### TO DO:
Reproduce the whole text "Pre-AA Musings" word for word, with nothing left out or changed.

### PASSAGE FOR REVIEW:
Thursday, July 2, 2020

Pre-AA Musings

I enjoy reading AA history from time to time.  I also enjoy dipping into auxiliary books that are not conference approved but can shed some light on the history and origins of AA, and to learn more about the people, places, and things that influenced our founding members.  I've mentioned Richard Peabody a few times.  Here are a few more quotes from his seminal book that obviously made a big impression on Bill W.

"It does little good for a man to endeavor to eliminate his habit until he considers it a sound, sensible, and desirable thing to do; something he would like to accomplish for his own sake, however difficult it may seem.  The minute a man seeks to reform for somebody else, no matter how deeply he may care for the other person, he is headed for failure in the long run."

Yeah, well, no one in AA has ever heard it mentioned that successful recovery is dependent on the person who is getting sober doing it for him- or herself and not for someone else.  If you try to get sober to please or placate another person you are often looking at a big, honking resentment.

Incidentally, for a man who is willing to buckle down to work the 'difficulty' is always exaggerated in the beginning . . ."

I think I remember my first sponsor saying something along the lines of "quit bitching all the time and write your fucking Fourth Step."  Something like that.  I'm cleaning it up a bit in case there are any children present.  

"But, whatever the final results may be, the initial effects are so satisfactory that the individual is tempted to seek this method over and over again for want of a better one, with full realization of the eventual suffering that he must endure."

I was always encouraged to think the drink through.  Initially, I couldn't shake the desire to make any discomfort I was feeling go away immediately, something that drugs and alcohol would do.  I understood on an organic level that I was going to suffer in the long run but I drank anyhow.  Future comfort after enduring some suffering never appealed to me as much as making the suffering go away immediately and then dealing with collateral damage down the road.

"Writing incidentally will disclose how many of the ideas have been thoroughly understood and retained in the patient's mind, how many have gone in one ear and out the other, and how many have been twisted so that they are more in line with emotional wish fulfillment than with an intellectual disposition of the problem under consideration."


Ibid:  "Write your fucking Fourth Step already."  Bill and Bob understood how important writing is, how one's pen, once unleashed, will wander all over the place and lead the writer to astonishing places.

### INFORMATION GIVEN:
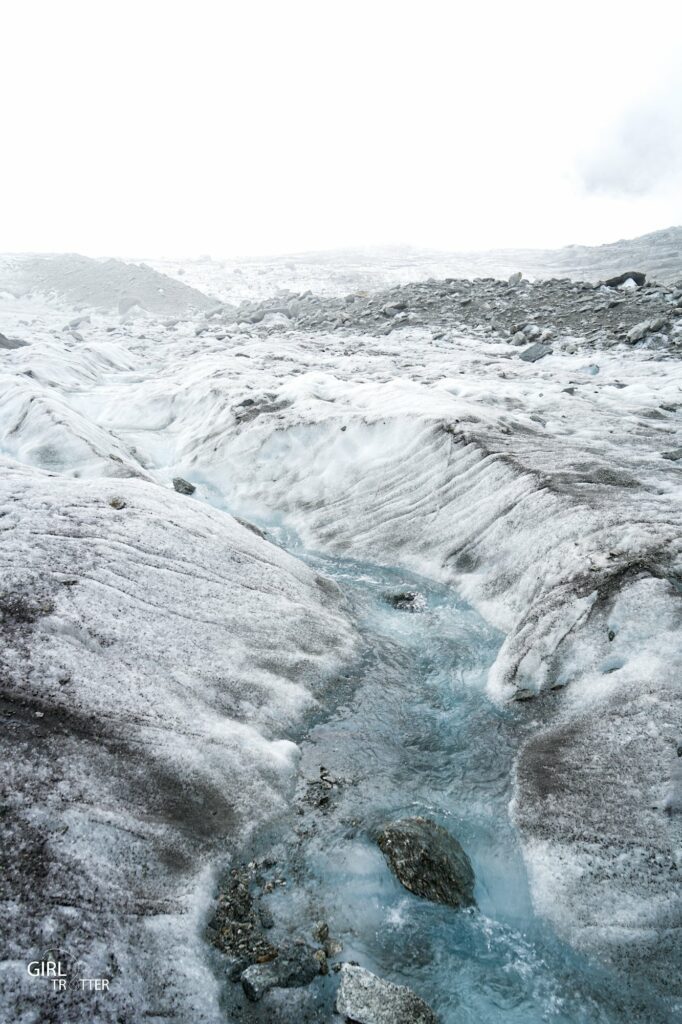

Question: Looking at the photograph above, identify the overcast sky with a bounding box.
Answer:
[0,0,682,256]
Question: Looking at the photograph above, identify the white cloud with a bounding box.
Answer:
[0,0,682,255]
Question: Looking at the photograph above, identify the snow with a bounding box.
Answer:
[0,253,682,1020]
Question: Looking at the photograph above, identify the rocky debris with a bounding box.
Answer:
[304,765,340,810]
[627,316,667,344]
[241,942,321,1002]
[521,341,552,362]
[208,863,279,981]
[235,394,291,424]
[384,590,426,611]
[0,253,215,315]
[202,271,682,356]
[604,270,646,288]
[336,964,438,1024]
[173,476,197,495]
[0,334,29,349]
[235,515,267,541]
[377,817,475,907]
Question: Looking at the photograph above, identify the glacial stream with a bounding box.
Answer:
[208,523,666,1024]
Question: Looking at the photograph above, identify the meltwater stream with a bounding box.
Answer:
[210,523,665,1024]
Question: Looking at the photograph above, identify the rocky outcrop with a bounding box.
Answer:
[377,817,475,907]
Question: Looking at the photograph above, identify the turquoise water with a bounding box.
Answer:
[216,526,673,1024]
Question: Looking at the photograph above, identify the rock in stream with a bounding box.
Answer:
[377,817,475,907]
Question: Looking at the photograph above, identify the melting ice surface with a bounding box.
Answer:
[215,512,665,1024]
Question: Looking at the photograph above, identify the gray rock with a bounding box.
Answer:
[173,476,197,495]
[384,590,419,611]
[521,341,552,362]
[377,817,475,907]
[626,316,667,344]
[0,334,29,349]
[604,270,646,288]
[241,943,319,1002]
[336,964,438,1024]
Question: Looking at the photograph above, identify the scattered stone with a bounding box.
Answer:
[604,270,646,288]
[235,515,267,541]
[626,316,667,344]
[521,341,552,362]
[0,334,29,349]
[336,964,438,1024]
[384,590,426,611]
[241,943,324,1002]
[173,476,197,495]
[377,817,475,907]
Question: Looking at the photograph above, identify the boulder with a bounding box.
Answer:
[241,943,319,1002]
[604,270,646,288]
[0,334,29,349]
[173,476,197,495]
[521,341,552,362]
[377,817,475,907]
[336,964,438,1024]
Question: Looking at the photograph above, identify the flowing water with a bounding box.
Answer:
[209,516,668,1024]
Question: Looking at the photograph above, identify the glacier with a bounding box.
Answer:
[0,249,682,1021]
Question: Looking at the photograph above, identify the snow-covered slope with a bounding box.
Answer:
[0,253,682,1019]
[0,254,215,314]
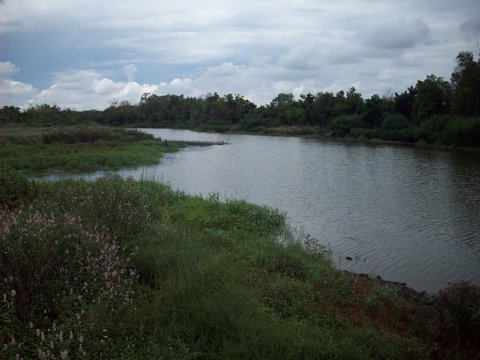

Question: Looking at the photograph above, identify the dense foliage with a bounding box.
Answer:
[0,52,480,147]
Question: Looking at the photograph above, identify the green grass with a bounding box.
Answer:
[0,127,480,359]
[0,171,478,359]
[0,126,180,174]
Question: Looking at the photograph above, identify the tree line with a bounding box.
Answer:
[0,51,480,147]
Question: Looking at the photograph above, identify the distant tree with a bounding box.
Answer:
[300,93,317,126]
[314,92,339,126]
[362,94,386,128]
[342,87,363,115]
[413,75,452,123]
[451,51,480,116]
[393,86,417,120]
[0,106,22,124]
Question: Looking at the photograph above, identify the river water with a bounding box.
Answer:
[55,129,480,292]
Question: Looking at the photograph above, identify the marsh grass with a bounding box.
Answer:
[0,169,478,359]
[0,126,181,174]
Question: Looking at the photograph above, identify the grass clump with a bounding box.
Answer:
[0,126,180,174]
[0,172,478,359]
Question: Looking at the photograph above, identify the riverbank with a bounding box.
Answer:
[0,125,225,175]
[0,173,479,359]
[0,128,480,359]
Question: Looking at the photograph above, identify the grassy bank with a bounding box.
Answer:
[0,169,480,359]
[0,127,480,359]
[0,126,180,174]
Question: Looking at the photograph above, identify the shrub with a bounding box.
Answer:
[382,113,408,130]
[328,114,368,137]
[0,165,35,208]
[438,281,480,343]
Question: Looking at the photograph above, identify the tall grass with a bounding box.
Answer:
[0,169,478,359]
[0,126,178,174]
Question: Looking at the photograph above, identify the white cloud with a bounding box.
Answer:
[0,61,20,79]
[0,0,478,109]
[365,19,430,51]
[122,64,138,82]
[35,70,158,110]
[0,61,36,106]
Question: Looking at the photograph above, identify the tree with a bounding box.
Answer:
[343,86,363,114]
[413,75,452,122]
[451,51,480,116]
[362,94,385,128]
[393,86,417,120]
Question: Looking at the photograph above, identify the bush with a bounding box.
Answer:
[0,165,35,208]
[328,114,368,137]
[382,113,408,130]
[438,281,480,344]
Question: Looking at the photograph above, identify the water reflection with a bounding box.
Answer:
[42,130,480,292]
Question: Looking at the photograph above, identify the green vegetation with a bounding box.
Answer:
[0,52,480,147]
[0,125,183,173]
[0,168,480,359]
[0,124,480,359]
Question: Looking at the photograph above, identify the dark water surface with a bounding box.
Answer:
[55,129,480,292]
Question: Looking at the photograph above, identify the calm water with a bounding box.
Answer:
[54,129,480,292]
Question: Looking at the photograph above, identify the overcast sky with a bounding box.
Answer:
[0,0,480,110]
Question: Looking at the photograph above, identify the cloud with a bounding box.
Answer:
[0,61,20,79]
[122,64,138,82]
[0,0,479,109]
[364,19,430,57]
[0,61,37,106]
[460,15,480,38]
[35,70,158,110]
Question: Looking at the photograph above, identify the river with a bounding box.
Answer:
[55,129,480,293]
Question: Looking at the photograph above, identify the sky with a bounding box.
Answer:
[0,0,480,110]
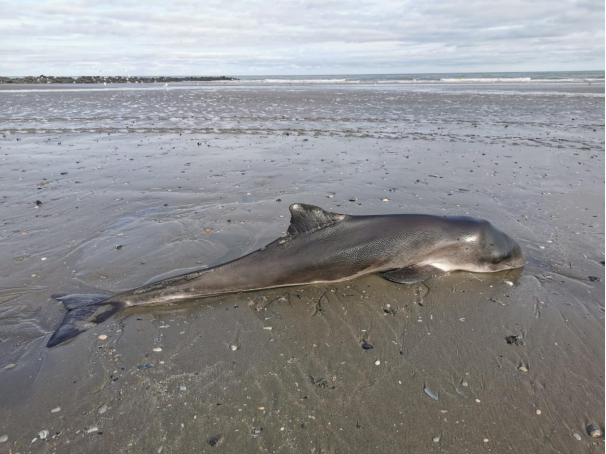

### REPLY:
Thursday, July 2, 2020

Pre-AA Musings

I enjoy reading AA history from time to time.  I also enjoy dipping into auxiliary books that are not conference approved but can shed some light on the history and origins of AA, and to learn more about the people, places, and things that influenced our founding members.  I've mentioned Richard Peabody a few times.  Here are a few more quotes from his seminal book that obviously made a big impression on Bill W.

"It does little good for a man to endeavor to eliminate his habit until he considers it a sound, sensible, and desirable thing to do; something he would like to accomplish for his own sake, however difficult it may seem.  The minute a man seeks to reform for somebody else, no matter how deeply he may care for the other person, he is headed for failure in the long run."

Yeah, well, no one in AA has ever heard it mentioned that successful recovery is dependent on the person who is getting sober doing it for him- or herself and not for someone else.  If you try to get sober to please or placate another person you are often looking at a big, honking resentment.

Incidentally, for a man who is willing to buckle down to work the 'difficulty' is always exaggerated in the beginning . . ."

I think I remember my first sponsor saying something along the lines of "quit bitching all the time and write your fucking Fourth Step."  Something like that.  I'm cleaning it up a bit in case there are any children present.  

"But, whatever the final results may be, the initial effects are so satisfactory that the individual is tempted to seek this method over and over again for want of a better one, with full realization of the eventual suffering that he must endure."

I was always encouraged to think the drink through.  Initially, I couldn't shake the desire to make any discomfort I was feeling go away immediately, something that drugs and alcohol would do.  I understood on an organic level that I was going to suffer in the long run but I drank anyhow.  Future comfort after enduring some suffering never appealed to me as much as making the suffering go away immediately and then dealing with collateral damage down the road.

"Writing incidentally will disclose how many of the ideas have been thoroughly understood and retained in the patient's mind, how many have gone in one ear and out the other, and how many have been twisted so that they are more in line with emotional wish fulfillment than with an intellectual disposition of the problem under consideration."


Ibid:  "Write your fucking Fourth Step already."  Bill and Bob understood how important writing is, how one's pen, once unleashed, will wander all over the place and lead the writer to astonishing places.